EXERCISE BRIEF:
Reproduce verbatim only the lines from the one containing "of the whole" through the last line below, both included.

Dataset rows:
·····
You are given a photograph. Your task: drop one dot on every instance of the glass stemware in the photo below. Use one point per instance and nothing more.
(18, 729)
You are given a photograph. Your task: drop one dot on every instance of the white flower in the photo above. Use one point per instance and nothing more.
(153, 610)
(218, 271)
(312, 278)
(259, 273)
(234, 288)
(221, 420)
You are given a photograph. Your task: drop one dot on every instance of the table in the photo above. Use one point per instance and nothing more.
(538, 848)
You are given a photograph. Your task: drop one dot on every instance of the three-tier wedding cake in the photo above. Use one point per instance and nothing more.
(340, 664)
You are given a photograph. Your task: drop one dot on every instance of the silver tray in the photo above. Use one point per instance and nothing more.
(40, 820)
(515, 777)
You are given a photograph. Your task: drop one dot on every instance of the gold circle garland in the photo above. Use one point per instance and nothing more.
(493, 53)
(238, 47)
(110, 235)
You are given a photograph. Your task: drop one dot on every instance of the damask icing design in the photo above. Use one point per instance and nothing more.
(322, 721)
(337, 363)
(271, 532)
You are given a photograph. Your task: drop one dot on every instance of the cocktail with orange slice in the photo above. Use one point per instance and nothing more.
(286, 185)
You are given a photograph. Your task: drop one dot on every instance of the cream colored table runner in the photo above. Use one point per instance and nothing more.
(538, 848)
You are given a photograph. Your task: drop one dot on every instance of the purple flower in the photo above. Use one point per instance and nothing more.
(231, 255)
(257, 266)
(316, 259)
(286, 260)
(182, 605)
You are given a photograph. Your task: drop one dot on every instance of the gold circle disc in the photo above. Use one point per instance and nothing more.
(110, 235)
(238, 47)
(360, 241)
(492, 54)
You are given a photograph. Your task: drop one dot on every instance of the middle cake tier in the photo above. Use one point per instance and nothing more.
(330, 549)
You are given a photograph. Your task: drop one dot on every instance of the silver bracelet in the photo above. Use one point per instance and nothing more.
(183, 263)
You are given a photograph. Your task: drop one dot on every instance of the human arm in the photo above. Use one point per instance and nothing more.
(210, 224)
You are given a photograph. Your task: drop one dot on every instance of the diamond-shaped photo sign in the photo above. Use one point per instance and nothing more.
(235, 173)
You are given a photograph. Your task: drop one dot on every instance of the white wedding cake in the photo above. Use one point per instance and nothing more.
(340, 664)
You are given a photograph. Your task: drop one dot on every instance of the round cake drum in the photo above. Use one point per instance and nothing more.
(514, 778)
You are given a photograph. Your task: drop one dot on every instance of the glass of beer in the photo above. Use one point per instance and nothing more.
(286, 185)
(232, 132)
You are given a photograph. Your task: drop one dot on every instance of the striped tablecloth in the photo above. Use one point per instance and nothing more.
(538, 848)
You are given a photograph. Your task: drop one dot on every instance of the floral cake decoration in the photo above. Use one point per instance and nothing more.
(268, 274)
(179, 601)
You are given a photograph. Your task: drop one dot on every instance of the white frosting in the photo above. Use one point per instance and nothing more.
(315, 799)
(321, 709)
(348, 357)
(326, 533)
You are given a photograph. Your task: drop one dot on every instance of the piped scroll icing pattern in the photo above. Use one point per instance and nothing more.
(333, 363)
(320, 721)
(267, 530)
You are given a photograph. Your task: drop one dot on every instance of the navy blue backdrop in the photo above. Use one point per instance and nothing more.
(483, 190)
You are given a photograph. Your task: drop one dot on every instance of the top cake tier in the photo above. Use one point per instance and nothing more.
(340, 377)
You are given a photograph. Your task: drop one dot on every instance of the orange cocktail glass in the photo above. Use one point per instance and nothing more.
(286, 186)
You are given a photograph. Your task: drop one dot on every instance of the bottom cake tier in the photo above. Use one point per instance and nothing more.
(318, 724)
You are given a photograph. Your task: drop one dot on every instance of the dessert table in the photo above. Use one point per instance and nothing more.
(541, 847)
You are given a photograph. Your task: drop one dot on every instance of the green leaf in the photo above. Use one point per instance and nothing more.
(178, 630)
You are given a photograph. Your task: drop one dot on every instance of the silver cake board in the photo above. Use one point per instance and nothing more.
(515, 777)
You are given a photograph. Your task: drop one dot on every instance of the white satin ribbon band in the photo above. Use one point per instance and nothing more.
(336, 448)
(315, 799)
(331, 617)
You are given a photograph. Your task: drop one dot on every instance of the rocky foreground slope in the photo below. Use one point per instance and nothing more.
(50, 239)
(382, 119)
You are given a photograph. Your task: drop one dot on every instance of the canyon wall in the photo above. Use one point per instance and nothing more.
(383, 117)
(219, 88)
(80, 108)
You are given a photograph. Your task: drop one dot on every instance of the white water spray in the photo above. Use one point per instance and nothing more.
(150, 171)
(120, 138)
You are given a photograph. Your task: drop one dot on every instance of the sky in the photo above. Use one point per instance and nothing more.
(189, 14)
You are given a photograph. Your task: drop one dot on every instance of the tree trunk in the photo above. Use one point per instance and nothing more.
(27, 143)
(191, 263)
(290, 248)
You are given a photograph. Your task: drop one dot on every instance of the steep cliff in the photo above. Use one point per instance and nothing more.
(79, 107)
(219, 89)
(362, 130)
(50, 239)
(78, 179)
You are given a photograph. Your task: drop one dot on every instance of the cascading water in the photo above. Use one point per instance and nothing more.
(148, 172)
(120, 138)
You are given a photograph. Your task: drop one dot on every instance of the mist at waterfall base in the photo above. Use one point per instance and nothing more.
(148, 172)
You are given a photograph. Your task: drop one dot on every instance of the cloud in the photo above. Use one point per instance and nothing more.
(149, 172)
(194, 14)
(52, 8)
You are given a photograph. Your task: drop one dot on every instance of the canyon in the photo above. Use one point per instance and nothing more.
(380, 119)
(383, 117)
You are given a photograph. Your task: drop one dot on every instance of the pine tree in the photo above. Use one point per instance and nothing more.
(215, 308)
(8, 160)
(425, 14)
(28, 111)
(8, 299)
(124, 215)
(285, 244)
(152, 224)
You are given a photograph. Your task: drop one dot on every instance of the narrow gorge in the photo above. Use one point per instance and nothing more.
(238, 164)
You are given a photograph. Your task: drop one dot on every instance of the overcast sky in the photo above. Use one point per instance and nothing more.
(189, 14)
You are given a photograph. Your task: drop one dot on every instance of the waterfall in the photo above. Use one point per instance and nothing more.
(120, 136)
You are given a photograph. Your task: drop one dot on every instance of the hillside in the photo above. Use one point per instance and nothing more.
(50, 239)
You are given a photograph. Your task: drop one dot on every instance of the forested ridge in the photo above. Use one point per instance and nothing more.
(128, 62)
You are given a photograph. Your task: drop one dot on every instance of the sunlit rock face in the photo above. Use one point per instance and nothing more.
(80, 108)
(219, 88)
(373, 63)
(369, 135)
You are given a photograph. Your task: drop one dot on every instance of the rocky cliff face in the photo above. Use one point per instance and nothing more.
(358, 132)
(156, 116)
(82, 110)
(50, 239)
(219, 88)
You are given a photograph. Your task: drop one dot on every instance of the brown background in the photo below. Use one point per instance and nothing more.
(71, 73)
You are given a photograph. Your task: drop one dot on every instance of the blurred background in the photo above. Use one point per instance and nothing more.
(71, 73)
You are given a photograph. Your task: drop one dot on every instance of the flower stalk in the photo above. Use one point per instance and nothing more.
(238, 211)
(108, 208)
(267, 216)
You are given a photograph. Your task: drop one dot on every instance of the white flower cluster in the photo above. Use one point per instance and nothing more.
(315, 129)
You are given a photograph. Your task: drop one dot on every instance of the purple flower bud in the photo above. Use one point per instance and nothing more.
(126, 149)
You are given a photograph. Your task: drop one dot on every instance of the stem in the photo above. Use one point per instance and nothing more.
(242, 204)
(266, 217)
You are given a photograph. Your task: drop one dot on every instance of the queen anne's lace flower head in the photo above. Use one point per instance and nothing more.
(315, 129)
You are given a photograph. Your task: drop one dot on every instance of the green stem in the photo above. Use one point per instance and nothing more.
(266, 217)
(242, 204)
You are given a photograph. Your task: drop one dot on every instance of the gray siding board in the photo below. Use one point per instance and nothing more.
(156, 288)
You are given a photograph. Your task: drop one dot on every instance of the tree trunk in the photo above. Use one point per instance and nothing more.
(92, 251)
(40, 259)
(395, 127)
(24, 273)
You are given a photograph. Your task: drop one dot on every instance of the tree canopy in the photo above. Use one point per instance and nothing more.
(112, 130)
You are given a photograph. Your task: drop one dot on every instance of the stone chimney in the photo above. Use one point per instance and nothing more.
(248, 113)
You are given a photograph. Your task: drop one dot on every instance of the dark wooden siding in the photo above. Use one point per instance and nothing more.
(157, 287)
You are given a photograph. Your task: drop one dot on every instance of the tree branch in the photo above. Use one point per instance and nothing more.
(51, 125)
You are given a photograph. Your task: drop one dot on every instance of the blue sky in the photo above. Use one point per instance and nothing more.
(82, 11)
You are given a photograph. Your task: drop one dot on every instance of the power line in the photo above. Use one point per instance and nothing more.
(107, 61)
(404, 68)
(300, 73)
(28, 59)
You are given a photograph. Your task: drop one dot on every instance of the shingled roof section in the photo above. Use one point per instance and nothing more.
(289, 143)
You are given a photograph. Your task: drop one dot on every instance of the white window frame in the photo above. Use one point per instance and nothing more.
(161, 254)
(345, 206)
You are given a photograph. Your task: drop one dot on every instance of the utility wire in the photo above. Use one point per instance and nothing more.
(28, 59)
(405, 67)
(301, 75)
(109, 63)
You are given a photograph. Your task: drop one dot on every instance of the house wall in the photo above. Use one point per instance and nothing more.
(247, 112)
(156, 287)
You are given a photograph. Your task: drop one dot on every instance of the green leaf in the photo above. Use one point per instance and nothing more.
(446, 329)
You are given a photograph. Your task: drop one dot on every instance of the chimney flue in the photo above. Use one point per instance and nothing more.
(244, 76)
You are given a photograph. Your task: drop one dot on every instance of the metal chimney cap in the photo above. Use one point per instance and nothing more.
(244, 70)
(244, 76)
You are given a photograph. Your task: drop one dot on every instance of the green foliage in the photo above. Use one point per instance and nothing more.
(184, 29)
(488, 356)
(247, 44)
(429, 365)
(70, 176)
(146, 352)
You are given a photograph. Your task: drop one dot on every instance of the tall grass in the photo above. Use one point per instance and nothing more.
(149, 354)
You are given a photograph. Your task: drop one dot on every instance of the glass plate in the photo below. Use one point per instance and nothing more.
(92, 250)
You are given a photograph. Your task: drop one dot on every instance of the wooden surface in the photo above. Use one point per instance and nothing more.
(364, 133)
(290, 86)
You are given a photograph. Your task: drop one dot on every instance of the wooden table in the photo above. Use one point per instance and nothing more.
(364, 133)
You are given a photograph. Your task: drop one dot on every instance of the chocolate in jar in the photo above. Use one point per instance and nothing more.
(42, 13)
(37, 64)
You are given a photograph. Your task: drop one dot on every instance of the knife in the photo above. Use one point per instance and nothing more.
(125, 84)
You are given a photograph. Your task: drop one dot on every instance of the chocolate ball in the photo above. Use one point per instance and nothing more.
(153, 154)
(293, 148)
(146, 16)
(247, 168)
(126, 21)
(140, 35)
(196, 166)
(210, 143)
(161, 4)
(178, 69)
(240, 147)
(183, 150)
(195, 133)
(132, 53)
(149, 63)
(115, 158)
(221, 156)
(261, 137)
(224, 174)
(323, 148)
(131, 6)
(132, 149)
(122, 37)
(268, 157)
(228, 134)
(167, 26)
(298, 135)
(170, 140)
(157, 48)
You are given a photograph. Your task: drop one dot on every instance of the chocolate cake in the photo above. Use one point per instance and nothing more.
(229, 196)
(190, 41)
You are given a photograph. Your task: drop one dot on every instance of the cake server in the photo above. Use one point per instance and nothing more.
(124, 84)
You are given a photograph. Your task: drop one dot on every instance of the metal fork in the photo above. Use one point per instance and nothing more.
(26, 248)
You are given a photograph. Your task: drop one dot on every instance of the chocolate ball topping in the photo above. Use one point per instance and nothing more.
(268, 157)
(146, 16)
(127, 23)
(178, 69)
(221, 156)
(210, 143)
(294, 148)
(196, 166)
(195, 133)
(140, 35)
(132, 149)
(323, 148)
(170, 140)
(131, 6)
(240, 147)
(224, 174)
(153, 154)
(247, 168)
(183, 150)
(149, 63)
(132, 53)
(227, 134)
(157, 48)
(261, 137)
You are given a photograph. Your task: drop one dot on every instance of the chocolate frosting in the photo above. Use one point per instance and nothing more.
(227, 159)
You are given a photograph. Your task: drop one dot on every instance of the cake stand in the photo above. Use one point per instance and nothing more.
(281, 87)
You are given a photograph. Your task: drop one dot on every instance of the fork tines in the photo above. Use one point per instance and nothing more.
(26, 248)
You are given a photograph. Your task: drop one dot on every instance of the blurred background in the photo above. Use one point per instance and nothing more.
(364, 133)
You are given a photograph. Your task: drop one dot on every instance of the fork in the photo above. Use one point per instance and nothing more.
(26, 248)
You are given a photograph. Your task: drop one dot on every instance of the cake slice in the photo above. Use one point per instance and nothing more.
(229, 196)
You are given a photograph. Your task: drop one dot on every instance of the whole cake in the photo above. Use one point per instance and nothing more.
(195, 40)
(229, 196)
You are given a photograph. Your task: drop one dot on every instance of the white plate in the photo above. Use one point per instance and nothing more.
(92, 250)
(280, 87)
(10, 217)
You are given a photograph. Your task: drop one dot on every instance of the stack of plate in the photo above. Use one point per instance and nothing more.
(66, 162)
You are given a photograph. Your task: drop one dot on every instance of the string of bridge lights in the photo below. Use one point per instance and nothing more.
·····
TASK ANSWER:
You are given a photograph. Your task: drop one dot on every instance of the whole cake in the photo above. Use one point per instance and nothing more.
(195, 40)
(229, 196)
You are given a photograph. Your task: drop one dot on every instance of the white plate in the photo above. Use one point per instance and nothing more.
(92, 250)
(280, 87)
(10, 217)
You are given a photograph. Your task: drop one dot on every instance of the stack of plate in the photo above. Use one point per instance and nothing more.
(66, 162)
You are given a photograph. Your task: drop one dot on every instance of the string of bridge lights in the photo below. Use one point per instance and nothing more.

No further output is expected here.